**Exercise goal**
In the 1885 rowing regatta article below, how long was the course marked out on the bay?

**Selected extract**
►

Saturday, 13 July 2013

1885 - Rowing Regatta

 “If the regatta committee of the Canadian Association of Amateur Oarsmen had selected the weather as well as the day for the annual regatta, it could hardly have been more propitious than that of yesterday”
          “Battle of the Oars : The Sixth Annual Regatta of the C. A. A. O.”
          Hamilton Spectator.    August 6, 18851
          If there is one sport that the geography of Hamilton favors more than any other, it is the sport of competitive rowing.
          Located at the west end of Lake Ontario, and with a large, sheltered harbor, there was plenty of space for training and for competitions.
          On August 5, 1885, a large number of rowers were in Hamilton for the 6th annual regatta of the national organization, the Canadian Association of Amateur Oarsmen.
          A better location could not have been chosen for the event:
          “The sun shone brightly from a clear blue sky flecked with light, fleecy clouds which occasionally sailed lazily across his face and prevented him from imprinting his warmest kisses on the faces of the ladies.
          “A pleasant breeze swept over the bay, and rippled the surface of the water without making it too lumpy for the shells. In short, it was a fine day for rowing on the bay.”1
                A straight course, one mile and a half in length, had been plainly marked out on the bay with buoys and flags.

◄

**Information supplied**
►

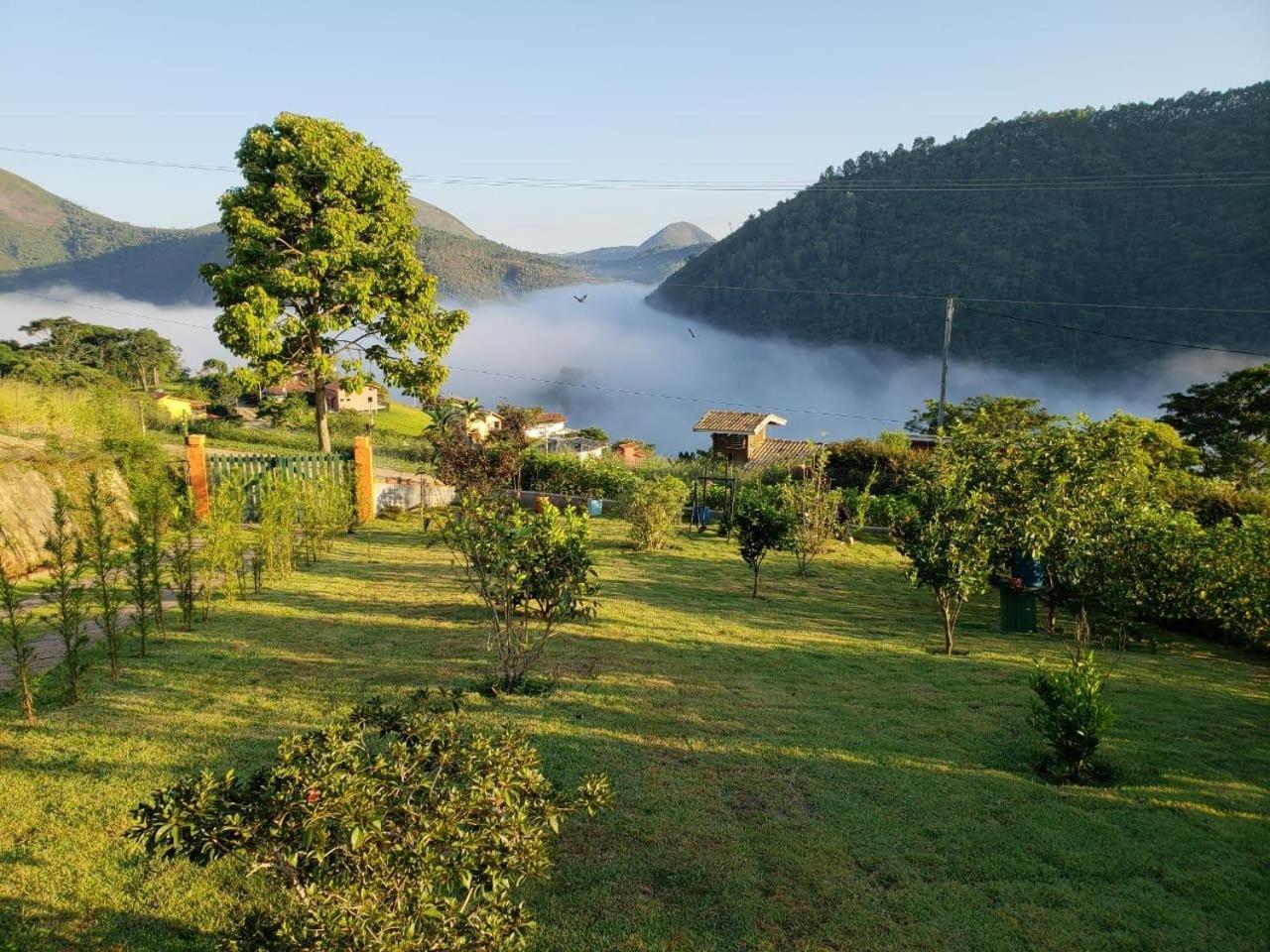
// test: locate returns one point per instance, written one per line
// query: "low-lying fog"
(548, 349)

◄
►

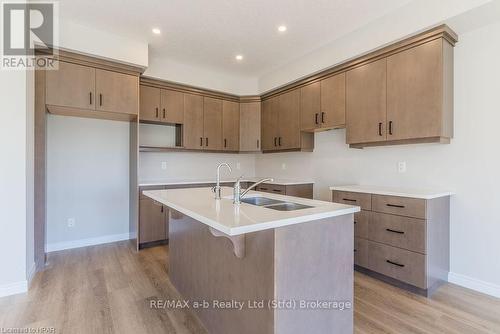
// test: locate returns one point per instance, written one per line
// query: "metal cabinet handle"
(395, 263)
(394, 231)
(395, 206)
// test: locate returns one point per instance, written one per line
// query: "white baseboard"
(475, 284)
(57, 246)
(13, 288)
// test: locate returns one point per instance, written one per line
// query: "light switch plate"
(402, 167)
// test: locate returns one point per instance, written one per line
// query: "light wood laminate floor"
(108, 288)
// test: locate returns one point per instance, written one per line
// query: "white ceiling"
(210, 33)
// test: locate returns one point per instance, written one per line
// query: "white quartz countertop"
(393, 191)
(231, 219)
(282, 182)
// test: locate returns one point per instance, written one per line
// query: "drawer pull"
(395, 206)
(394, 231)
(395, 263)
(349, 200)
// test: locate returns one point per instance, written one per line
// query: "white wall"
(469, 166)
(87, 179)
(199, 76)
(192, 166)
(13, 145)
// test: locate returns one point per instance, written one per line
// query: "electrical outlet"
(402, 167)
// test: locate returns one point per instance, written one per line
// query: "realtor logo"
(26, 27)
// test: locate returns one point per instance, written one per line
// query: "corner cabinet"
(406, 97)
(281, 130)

◄
►

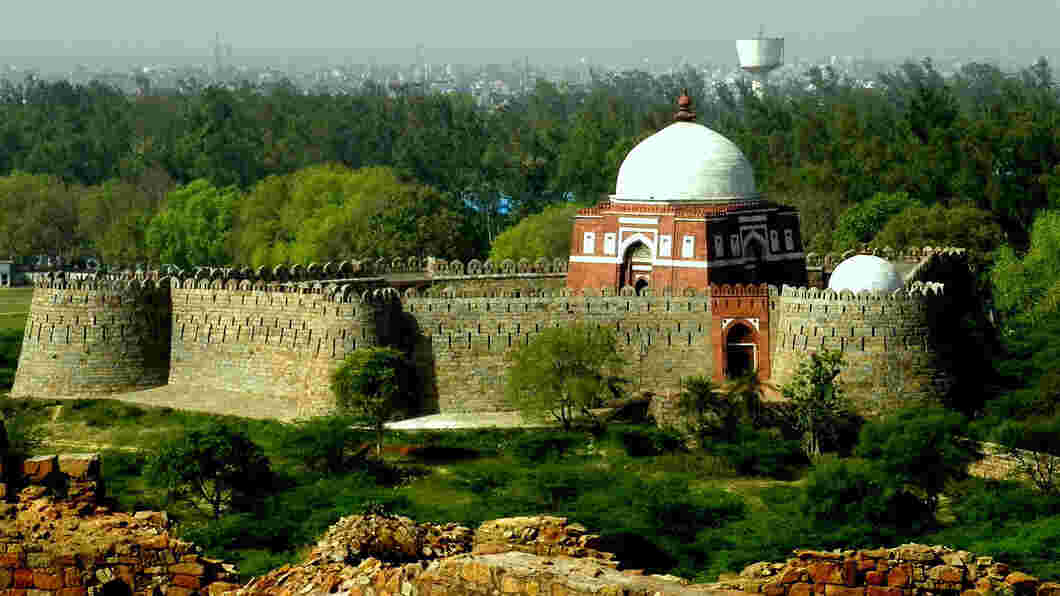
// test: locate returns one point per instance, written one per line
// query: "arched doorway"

◄

**Written response**
The straight course was one mile and a half long.